▶ **What the task asks**: Pull out every line of the data below that contains the word "riding", and note that case counts.

▶ **Rows**:

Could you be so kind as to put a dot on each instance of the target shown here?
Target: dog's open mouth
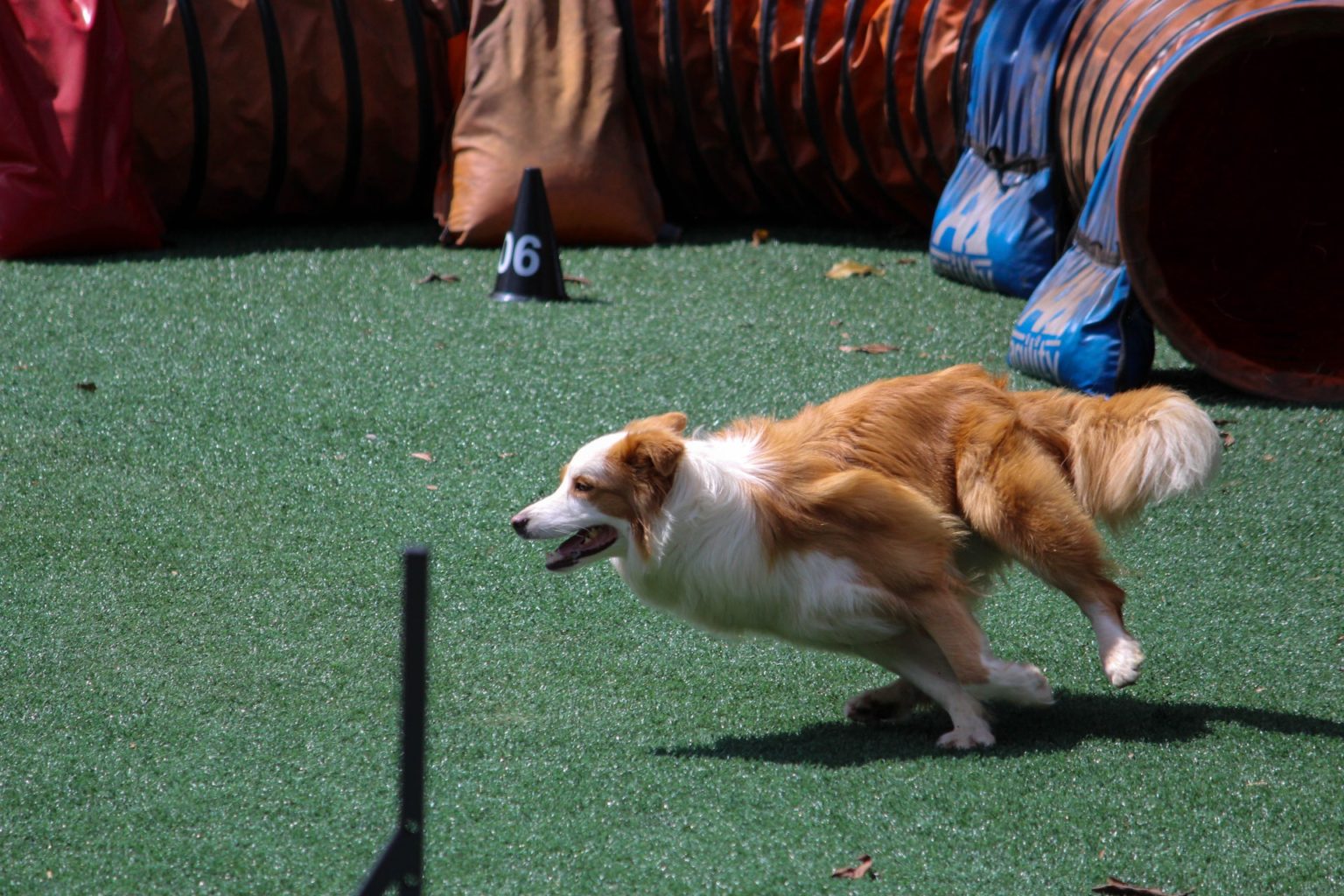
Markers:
(581, 546)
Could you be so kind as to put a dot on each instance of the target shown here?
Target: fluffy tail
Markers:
(1130, 451)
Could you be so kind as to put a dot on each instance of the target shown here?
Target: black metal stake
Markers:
(402, 860)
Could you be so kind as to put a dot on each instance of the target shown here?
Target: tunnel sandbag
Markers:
(66, 178)
(1000, 218)
(1083, 326)
(1230, 210)
(546, 89)
(255, 108)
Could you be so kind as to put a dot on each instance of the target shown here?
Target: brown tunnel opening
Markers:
(1231, 206)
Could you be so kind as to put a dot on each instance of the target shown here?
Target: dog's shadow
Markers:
(1073, 720)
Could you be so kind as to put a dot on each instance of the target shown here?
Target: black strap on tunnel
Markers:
(354, 103)
(278, 108)
(458, 17)
(850, 113)
(920, 93)
(894, 120)
(200, 112)
(729, 98)
(634, 85)
(770, 108)
(682, 102)
(426, 165)
(812, 108)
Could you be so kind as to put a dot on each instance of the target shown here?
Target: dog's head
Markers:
(611, 492)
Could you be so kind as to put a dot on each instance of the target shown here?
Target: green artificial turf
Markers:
(200, 597)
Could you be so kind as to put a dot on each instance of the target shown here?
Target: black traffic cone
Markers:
(529, 261)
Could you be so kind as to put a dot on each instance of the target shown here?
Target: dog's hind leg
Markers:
(1015, 496)
(914, 655)
(890, 703)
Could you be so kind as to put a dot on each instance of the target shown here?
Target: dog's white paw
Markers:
(968, 738)
(1018, 682)
(1123, 662)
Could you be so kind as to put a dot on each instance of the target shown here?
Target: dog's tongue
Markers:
(584, 543)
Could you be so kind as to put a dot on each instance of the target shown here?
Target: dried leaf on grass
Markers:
(850, 268)
(1116, 887)
(862, 870)
(872, 348)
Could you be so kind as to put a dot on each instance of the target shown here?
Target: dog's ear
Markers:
(654, 453)
(671, 422)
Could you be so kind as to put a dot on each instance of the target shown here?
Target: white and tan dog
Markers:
(872, 524)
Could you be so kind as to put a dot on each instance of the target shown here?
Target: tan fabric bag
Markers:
(546, 89)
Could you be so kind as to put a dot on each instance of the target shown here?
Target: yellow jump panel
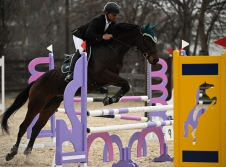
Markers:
(199, 130)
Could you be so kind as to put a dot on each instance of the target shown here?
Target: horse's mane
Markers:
(122, 28)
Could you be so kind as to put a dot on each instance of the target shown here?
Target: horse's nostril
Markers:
(155, 61)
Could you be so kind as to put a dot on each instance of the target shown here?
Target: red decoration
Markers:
(84, 45)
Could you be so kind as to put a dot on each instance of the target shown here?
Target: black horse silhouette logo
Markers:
(195, 114)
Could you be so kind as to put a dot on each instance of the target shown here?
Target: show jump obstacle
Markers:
(199, 133)
(78, 134)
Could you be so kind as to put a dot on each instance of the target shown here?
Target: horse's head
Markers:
(148, 44)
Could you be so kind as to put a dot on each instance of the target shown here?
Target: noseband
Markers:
(145, 54)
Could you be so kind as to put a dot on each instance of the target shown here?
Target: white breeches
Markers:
(78, 42)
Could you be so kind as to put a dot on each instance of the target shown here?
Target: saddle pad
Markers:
(65, 67)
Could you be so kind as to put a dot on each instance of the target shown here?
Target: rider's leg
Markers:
(74, 58)
(78, 42)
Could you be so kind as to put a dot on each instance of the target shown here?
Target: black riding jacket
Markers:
(93, 31)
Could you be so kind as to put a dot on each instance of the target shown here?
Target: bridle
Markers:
(144, 53)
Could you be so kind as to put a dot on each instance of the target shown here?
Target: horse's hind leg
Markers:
(44, 116)
(22, 129)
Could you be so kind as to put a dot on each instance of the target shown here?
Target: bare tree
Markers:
(7, 11)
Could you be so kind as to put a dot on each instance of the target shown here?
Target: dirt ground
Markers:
(42, 157)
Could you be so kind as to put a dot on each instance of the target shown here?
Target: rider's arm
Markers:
(92, 30)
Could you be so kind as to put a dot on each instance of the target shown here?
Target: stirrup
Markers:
(69, 77)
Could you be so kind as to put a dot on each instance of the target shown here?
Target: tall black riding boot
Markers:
(74, 58)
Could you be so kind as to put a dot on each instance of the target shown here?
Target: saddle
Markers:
(67, 60)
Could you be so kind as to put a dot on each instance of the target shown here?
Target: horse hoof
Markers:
(27, 151)
(9, 157)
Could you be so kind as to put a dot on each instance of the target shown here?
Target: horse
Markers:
(194, 114)
(46, 93)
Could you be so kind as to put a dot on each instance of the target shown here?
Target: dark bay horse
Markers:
(46, 93)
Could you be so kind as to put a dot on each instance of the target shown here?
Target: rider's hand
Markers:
(107, 36)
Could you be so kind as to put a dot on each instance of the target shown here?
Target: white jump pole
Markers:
(129, 126)
(129, 110)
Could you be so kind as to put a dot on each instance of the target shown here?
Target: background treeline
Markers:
(28, 27)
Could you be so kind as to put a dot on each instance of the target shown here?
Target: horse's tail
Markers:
(17, 104)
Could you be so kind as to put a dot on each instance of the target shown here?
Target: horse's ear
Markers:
(152, 27)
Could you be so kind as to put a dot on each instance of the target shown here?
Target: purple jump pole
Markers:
(77, 136)
(124, 98)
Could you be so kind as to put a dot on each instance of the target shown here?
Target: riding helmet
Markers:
(112, 7)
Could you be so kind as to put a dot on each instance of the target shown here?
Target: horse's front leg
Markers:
(115, 80)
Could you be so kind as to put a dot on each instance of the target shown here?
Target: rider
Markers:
(94, 32)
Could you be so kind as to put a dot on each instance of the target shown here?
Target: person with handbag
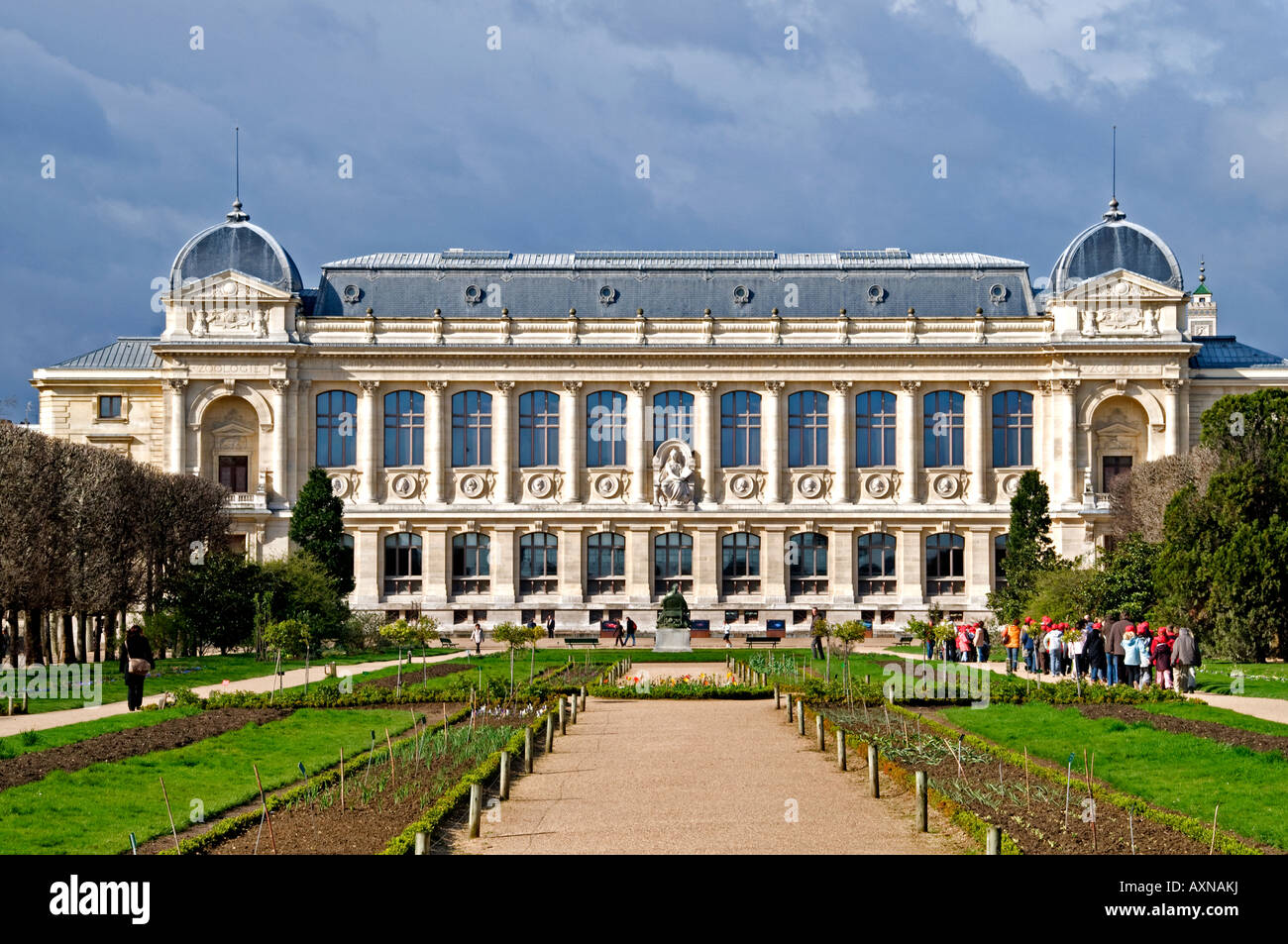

▶ **Final answer**:
Target: black riding jacket
Target: tall black riding boot
Target: riding helmet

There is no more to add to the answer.